* _Task to carry out_: Return every entry in full, with no alterations.

* _Entries provided_:
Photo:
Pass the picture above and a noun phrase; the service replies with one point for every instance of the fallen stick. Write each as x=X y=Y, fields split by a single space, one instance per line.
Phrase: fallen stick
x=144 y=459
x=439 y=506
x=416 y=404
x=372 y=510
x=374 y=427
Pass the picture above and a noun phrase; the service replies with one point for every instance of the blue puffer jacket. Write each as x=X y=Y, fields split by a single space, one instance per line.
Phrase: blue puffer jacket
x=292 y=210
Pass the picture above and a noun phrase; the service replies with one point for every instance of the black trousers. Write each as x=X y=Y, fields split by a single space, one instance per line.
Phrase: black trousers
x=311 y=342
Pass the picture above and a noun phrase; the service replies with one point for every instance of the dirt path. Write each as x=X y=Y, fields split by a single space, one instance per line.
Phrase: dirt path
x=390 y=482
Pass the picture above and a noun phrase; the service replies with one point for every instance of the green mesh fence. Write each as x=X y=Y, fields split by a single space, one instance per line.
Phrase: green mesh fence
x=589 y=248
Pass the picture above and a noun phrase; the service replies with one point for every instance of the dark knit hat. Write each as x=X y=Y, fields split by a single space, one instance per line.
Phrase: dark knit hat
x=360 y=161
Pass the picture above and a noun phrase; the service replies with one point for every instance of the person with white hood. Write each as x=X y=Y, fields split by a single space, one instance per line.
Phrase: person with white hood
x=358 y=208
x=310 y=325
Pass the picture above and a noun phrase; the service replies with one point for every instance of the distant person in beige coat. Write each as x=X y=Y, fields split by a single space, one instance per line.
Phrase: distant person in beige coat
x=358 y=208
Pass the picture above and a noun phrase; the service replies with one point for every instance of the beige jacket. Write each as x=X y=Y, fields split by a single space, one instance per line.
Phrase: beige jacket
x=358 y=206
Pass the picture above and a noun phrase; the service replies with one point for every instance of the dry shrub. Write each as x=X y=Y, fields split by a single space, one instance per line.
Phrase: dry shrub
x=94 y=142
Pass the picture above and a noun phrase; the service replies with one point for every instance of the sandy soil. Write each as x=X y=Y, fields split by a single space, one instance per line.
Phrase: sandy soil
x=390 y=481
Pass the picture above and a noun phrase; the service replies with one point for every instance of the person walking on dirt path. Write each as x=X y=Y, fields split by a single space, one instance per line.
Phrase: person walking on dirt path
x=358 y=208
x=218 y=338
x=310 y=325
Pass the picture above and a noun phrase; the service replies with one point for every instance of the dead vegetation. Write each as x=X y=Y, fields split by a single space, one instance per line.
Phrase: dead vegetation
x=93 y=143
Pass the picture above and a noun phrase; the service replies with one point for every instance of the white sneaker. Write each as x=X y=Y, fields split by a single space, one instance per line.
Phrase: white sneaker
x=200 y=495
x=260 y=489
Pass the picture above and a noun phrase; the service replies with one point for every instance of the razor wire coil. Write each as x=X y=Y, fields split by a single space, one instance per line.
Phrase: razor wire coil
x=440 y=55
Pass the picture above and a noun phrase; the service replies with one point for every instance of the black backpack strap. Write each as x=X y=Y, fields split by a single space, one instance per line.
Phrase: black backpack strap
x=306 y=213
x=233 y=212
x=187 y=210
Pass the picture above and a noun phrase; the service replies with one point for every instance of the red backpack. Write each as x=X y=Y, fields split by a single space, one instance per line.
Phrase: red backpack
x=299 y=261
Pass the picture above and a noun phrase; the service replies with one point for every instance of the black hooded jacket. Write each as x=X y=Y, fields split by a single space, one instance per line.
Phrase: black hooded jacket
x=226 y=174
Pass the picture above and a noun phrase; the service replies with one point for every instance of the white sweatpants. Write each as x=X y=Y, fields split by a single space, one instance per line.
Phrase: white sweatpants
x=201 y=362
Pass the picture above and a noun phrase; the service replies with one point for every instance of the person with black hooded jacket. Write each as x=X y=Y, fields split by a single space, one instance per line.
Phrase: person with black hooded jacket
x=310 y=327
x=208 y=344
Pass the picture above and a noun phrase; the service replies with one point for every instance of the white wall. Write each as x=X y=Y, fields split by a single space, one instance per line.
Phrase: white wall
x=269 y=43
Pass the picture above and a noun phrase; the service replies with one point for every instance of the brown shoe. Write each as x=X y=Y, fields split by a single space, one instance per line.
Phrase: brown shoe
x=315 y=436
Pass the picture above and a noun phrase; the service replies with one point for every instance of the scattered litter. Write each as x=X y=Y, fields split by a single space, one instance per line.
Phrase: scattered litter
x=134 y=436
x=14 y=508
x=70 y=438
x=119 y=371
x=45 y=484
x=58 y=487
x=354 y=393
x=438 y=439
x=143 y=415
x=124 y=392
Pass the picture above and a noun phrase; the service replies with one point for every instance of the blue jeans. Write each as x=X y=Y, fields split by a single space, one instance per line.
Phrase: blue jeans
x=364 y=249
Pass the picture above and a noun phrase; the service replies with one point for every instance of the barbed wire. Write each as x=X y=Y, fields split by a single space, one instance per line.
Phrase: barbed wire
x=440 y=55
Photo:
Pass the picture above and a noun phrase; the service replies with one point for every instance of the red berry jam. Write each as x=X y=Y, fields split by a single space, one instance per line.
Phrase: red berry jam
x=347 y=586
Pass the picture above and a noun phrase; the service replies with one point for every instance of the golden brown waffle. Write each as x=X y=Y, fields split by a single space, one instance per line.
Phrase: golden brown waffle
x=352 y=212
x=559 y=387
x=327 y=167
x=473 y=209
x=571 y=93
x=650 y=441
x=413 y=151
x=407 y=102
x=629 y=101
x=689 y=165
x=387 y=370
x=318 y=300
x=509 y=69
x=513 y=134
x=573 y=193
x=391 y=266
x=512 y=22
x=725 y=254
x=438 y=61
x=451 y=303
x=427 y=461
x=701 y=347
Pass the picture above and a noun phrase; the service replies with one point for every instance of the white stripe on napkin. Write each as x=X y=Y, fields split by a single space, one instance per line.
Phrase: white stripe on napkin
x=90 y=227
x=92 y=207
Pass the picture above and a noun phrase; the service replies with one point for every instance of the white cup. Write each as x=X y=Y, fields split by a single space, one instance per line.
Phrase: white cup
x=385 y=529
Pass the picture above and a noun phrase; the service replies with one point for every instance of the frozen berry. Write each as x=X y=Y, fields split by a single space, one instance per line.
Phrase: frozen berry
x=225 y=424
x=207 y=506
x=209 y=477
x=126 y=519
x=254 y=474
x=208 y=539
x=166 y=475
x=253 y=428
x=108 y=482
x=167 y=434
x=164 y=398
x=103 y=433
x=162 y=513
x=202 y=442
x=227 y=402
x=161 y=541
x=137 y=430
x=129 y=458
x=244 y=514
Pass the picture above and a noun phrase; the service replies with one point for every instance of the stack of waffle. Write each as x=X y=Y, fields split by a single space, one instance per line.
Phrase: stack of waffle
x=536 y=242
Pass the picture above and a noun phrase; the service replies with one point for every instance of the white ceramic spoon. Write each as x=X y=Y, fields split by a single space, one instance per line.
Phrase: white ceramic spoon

* _Result for this task_:
Photo:
Pass the picture above and a noun phrase; the service replies with one point for every instance of the fallen stick. Write each as x=X y=Y, fields split by a single space, one instance per line.
Phrase: fallen stick
x=144 y=459
x=439 y=506
x=416 y=404
x=372 y=510
x=374 y=427
Pass the picture above and a noun phrase; the service replies with one point for every instance of the blue puffer jacket. Write each as x=X y=Y, fields split by a single space, one instance per line.
Phrase: blue puffer jacket
x=292 y=210
Pass the picture above and a noun phrase; the service replies with one point for every instance of the black trousers. Write each as x=X y=Y, fields split by a single space, one instance per line.
Phrase: black trousers
x=311 y=342
Pass the picture above and a noun phrase; the service replies with one point for every instance of the dirt path. Write each as x=X y=Y, fields split by a single space, one instance per line.
Phrase: dirt path
x=390 y=482
Pass the picture above and a noun phrase; the service replies with one point for every instance of the green mesh fence. Write each as x=X y=Y, fields split by a single space, one instance per line.
Phrase: green mesh fence
x=589 y=248
Pass the picture above and a noun phrase; the service replies with one point for every instance of the dark knit hat. Write each as x=X y=Y, fields split by a single space, one instance per line.
Phrase: dark knit hat
x=360 y=161
Pass the picture above and a noun phrase; the service replies with one point for every instance of the person with white hood. Write each as x=X y=Y, fields split by a single space, one instance per line.
Phrase: person with white hood
x=358 y=208
x=310 y=325
Pass the picture above and a noun phrase; the service replies with one point for every instance of the distant person in beige coat. Write each as x=X y=Y, fields split by a single space, one instance per line.
Phrase: distant person in beige coat
x=358 y=208
Pass the picture above and a noun phrase; the service replies with one point for every instance of the beige jacket. Write each as x=X y=Y, fields split by a single space, one instance per line.
Phrase: beige jacket
x=358 y=206
Pass the picture above and a noun phrase; the service replies with one point for every instance of the dry shrub. Write each as x=X y=Y, fields split by a single space, one instance per line.
Phrase: dry shrub
x=94 y=142
Pass the picture above and a noun phrase; the service replies with one point for every instance of the sandy soil. Write each as x=X y=Y, fields split by a single space, one instance per line.
Phrase: sandy soil
x=390 y=481
Pass the picture above and a noun phrase; the service replies with one point for every instance of the person walking on dirt path. Write each as x=X y=Y, fields split by a single space, one instance per line.
Phrase: person walking on dirt path
x=358 y=208
x=218 y=338
x=310 y=325
Pass the picture above and a noun phrase; the service replies with one point for every instance of the dead vegetation. Write each as x=X y=Y, fields split by a single space, one instance per line.
Phrase: dead vegetation
x=93 y=143
Pass the picture above and a noun phrase; the service replies with one point for every instance of the white sneaker. Write each as x=X y=Y, fields split by a single space, one instance per line.
Phrase: white sneaker
x=200 y=495
x=260 y=489
Pass the picture above and a noun phrase; the service replies with one point for every instance of the razor wire coil. Write each as x=X y=Y, fields split by a single space, one instance per line.
Phrase: razor wire coil
x=440 y=55
Pass the picture above and a noun phrase; the service replies with one point for every instance of the black backpack strap. Write each as x=X y=Y, fields split by a single space, one instance per line.
Phrase: black backpack strap
x=306 y=213
x=233 y=212
x=187 y=210
Pass the picture above and a noun phrase; the service replies with one point for every instance of the red backpack. Write each as x=X y=Y, fields split by a single space, one instance per line.
Phrase: red backpack
x=299 y=261
Pass the picture above and a noun phrase; the service replies with one point for every instance of the black hooded jacket. Write each as x=X y=Y, fields split by a single space, one instance per line.
Phrase: black hooded jacket
x=226 y=174
Pass the picture above and a noun phrase; the service replies with one point for every instance of the white sweatpants. Write each as x=X y=Y, fields split by a single space, one instance per line.
Phrase: white sweatpants
x=201 y=362
Pass the picture above and a noun phrase; the service replies with one point for every instance of the person with black hooded jacket. Write each as x=X y=Y, fields split by a single space, one instance per line.
Phrase: person with black hooded jacket
x=310 y=327
x=208 y=344
Pass the picture above and a noun phrase; the service replies with one point for every instance of the white wall. Write each as x=X y=Y, fields split by a single space, one instance per line.
Phrase: white wall
x=269 y=43
Pass the picture above and a noun phrase; the service replies with one point for every instance of the brown shoe. Write each as x=X y=Y, fields split by a single space, one instance per line.
Phrase: brown shoe
x=315 y=436
Pass the picture above and a noun phrase; the service replies with one point for every instance of the scattered litter. Write each as x=X y=Y, fields split by a single space, one instance per line.
Phrase: scattered litter
x=134 y=436
x=14 y=508
x=70 y=438
x=119 y=371
x=45 y=484
x=58 y=487
x=354 y=393
x=438 y=439
x=143 y=415
x=124 y=392
Pass the picture above and a noun phrase; the service replies with one point for every instance of the blue jeans. Write each as x=X y=Y, fields split by a single space, one instance per line.
Phrase: blue jeans
x=364 y=249
Pass the picture above and a noun phrase; the service replies with one point for every instance of the barbed wire. Write each as x=X y=Y, fields split by a single space, one instance per line.
Phrase: barbed wire
x=440 y=55
Photo:
Pass the picture above and a noun phrase; the service replies with one point for every instance of the red berry jam. Write each as x=X y=Y, fields split by a single space, one instance per line.
Phrase: red berry jam
x=347 y=586
Pass the picture above and a noun phrase; the service replies with one point for every instance of the golden brown waffle. Write each as x=X y=Y, fields split by a single space, one instance per line.
Phrase: golden brown waffle
x=352 y=212
x=559 y=387
x=327 y=167
x=473 y=209
x=571 y=93
x=650 y=441
x=413 y=151
x=407 y=102
x=629 y=101
x=689 y=165
x=387 y=370
x=318 y=300
x=509 y=69
x=513 y=134
x=573 y=193
x=391 y=266
x=512 y=22
x=725 y=254
x=438 y=61
x=451 y=303
x=427 y=461
x=701 y=347
Pass the picture above and a noun phrase; the service replies with one point for every instance of the white stripe on napkin. Write each as x=X y=Y, fields split by a single space, one instance per line.
Phrase: white stripe on napkin
x=90 y=227
x=92 y=207
Pass the picture above and a noun phrase; the service replies with one point for every instance of the white cup. Write each as x=X y=Y, fields split by a single space, one instance per line.
Phrase: white cup
x=385 y=529
Pass the picture above and a noun phrase; the service replies with one point for every instance of the frozen berry. Write each as x=X y=Y, fields split by a single space, one instance per line.
Phrase: frozen berry
x=225 y=424
x=207 y=506
x=209 y=477
x=126 y=519
x=254 y=474
x=208 y=539
x=166 y=475
x=253 y=428
x=108 y=482
x=167 y=434
x=164 y=398
x=103 y=433
x=162 y=513
x=202 y=442
x=227 y=402
x=161 y=541
x=137 y=430
x=129 y=458
x=244 y=514
Pass the picture above and a noun phrase; the service replies with one point for every instance of the stack of waffle. Write each as x=X y=Y, fields split by a single space, one instance per line.
Phrase: stack of waffle
x=536 y=242
Pass the picture above and a noun phrase; the service replies with one point for every instance of the white ceramic spoon. Write each as x=X y=Y, fields split by a single space, one instance per line.
Phrase: white ceramic spoon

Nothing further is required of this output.